30. Oktober 2024

Alterssicherung – drei gefährliche Mythen

Ein Beitrag von “Die Aufklärung” — übernommen aus Facebook


Der demografische Wandel gefährde die Alterssicherung. Schutz biete die private Altersvorsorge, die effizienter sei als die staatliche, heißt es. Doch stimmen diese Behauptungen?

Grundlegend betrachtet, entpuppen sie sich als gefährliche Mythen. Es war absehbar und doch kam ihre Rückkehr für viele unerwartet. Nun ist sie also plötzlich wieder da: die Diskussion um die Altersrente!

Die Diskussion muss in der Tat geführt werden, aber anders als die Berater des Wirtschaftsministeriums (Rente mit 68) oder des IW (Rente mit 70) sich das vorstellen. Es ist lohnenswert, sich zunächst ein paar grundlegende Zusammenhänge vor Augen zu führen und zentrale Argumente genauer anzuschauen.

Nicht nur in Deutschland, sondern in vielen Ländern Europas und Asiens sinkt die Erwerbsbevölkerung. Ohne Migration wird diese stärker schrumpfen als die Bevölkerung insgesamt. Das bekannte Schlagwort hierzu lautet: demografischer Wandel. Da die Finanzierung der gesetzlichen Rente bisher zum großen Teil durch die Beitragszahlungen aus den Löhnen der arbeitenden Bevölkerungen erfolgt, ist klar, dass die Finanzierung auf neue Füße gestellt werden muss.

Doch die notwendige Debatte zur Neugestaltung der gesetzlichen Rentenversicherung wird seltsam eindimensional geführt. Es entsteht der Eindruck, dass es nicht darum geht, eine als gerecht akzeptierte und für alle existenzsichernde Rente zu ermöglichen. Vielmehr sollen die Lohnnebenkosten oder die Steuerquote nicht erhöht werden, während zugleich die bisherigen Privilegien insbesondere der Immobilienbesitzerinnen und Aktienbesitzer als unantastbar gelten.

Darüber hinaus scheinen auch die Versicherungswirtschaft und die großen Kapitalanlagegesellschaften wie BlackRock oder Vanguard aktiv die Rentendebatte »mitzugestalten«. Daher lohnt es sich, bevor konkrete Alternativen vorgeschlagen werden, zunächst den Wahrheitsgehalt gängiger Mythen etwas genauer zu beleuchten.

Mythos 1: Bei der Altersrente gibt es in erster Linie ein demografisches Problem

Diese Behauptung ist falsch. Zunächst ist, wie so oft, auch bei der Altersrente die Frage zustellen, was eigentlich insgesamt an Wirtschaftsleistung erbracht wird und wie diese sich bei einer schrumpfenden Erwerbsbevölkerung entwickelt.

■ BEREITGESTELLTE DATEN:
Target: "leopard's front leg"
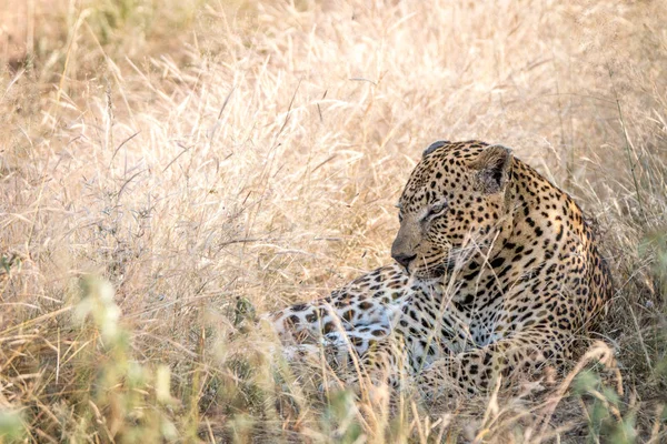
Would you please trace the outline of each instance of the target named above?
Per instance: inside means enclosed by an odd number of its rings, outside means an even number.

* * *

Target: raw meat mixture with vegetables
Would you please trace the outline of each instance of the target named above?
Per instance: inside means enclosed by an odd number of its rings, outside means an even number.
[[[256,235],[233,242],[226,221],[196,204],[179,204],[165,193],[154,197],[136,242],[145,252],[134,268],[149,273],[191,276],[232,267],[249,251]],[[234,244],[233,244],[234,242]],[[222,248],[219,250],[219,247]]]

--

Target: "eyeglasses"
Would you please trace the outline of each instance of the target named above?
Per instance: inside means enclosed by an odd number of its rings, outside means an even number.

■ AUFGABEN:
A. Beantworte anhand des Textauszugs zur Alterssicherung die folgenden Fragen.
(i) Welches Renteneintrittsalter nennt der Text bei den Beratern des Wirtschaftsministeriums?
(ii) Welche großen Kapitalanlagegesellschaften werden namentlich erwähnt?
(iii) Wo sinkt laut Text außer in Deutschland die Erwerbsbevölkerung?
B. Gib für jede der folgenden Aussagen an, ob sie mit dem Textauszug zur Alterssicherung übereinstimmt, und belege deine Antwort mit einem wörtlichen Zitat.
(i) Das IW spricht sich für eine Rente mit 70 aus.
(ii) Ohne Migration schrumpft die Erwerbsbevölkerung weniger stark als die Bevölkerung insgesamt.
(iii) Der Beitrag wurde aus Facebook übernommen.
C. Knüpfe an den letzten Satz des Textauszugs zur Alterssicherung an und schreibe den Text weiter.

■ ERWARTETE ANTWORTEN:
A.
(i) Rente mit 68
(ii) BlackRock und Vanguard
(iii) In vielen Ländern Europas und Asiens

B.
(i) Ja: „des IW (Rente mit 70)“
(ii) Nein: „Ohne Migration wird diese stärker schrumpfen als die Bevölkerung insgesamt.“
(iii) Ja: „übernommen aus Facebook“

C.
Hier ist insbesondere das Beispiel Japan interessant:

Das BIP stagniert dort seit Jahren, aber interessanterweise nimmt es jetzt auch nicht ab, obwohl die Erwerbsbevölkerung schrumpft. Statistisch entspricht dies einem Anstieg der Produktivität, den es dort lange nicht gegeben hat und den es auch bei uns – bei noch steigender Arbeitsbevölkerung – nicht gibt. Dies dürfte übrigens daraus resultieren, dass die Wirtschaftsleistung wesentlich von der Nachfrage, und nicht allein vom Angebot an Arbeitskräften und den theoretisch verfügbaren Produktionstechniken abhängt. Mit anderen Worten: Die Grundvoraussetzung für gleichbleibende Löhne und Renten, nämlich eine stabile Wirtschaftsleistung, bleibt auch bei einer schrumpfenden Erwerbsbevölkerung gegeben – gäbe es da nicht die Grund-, Immobilien- und anderen Kapitalbesitzer, die einen stets wachsenden Teil dieser Wirtschaftsleistung für sich beanspruchen.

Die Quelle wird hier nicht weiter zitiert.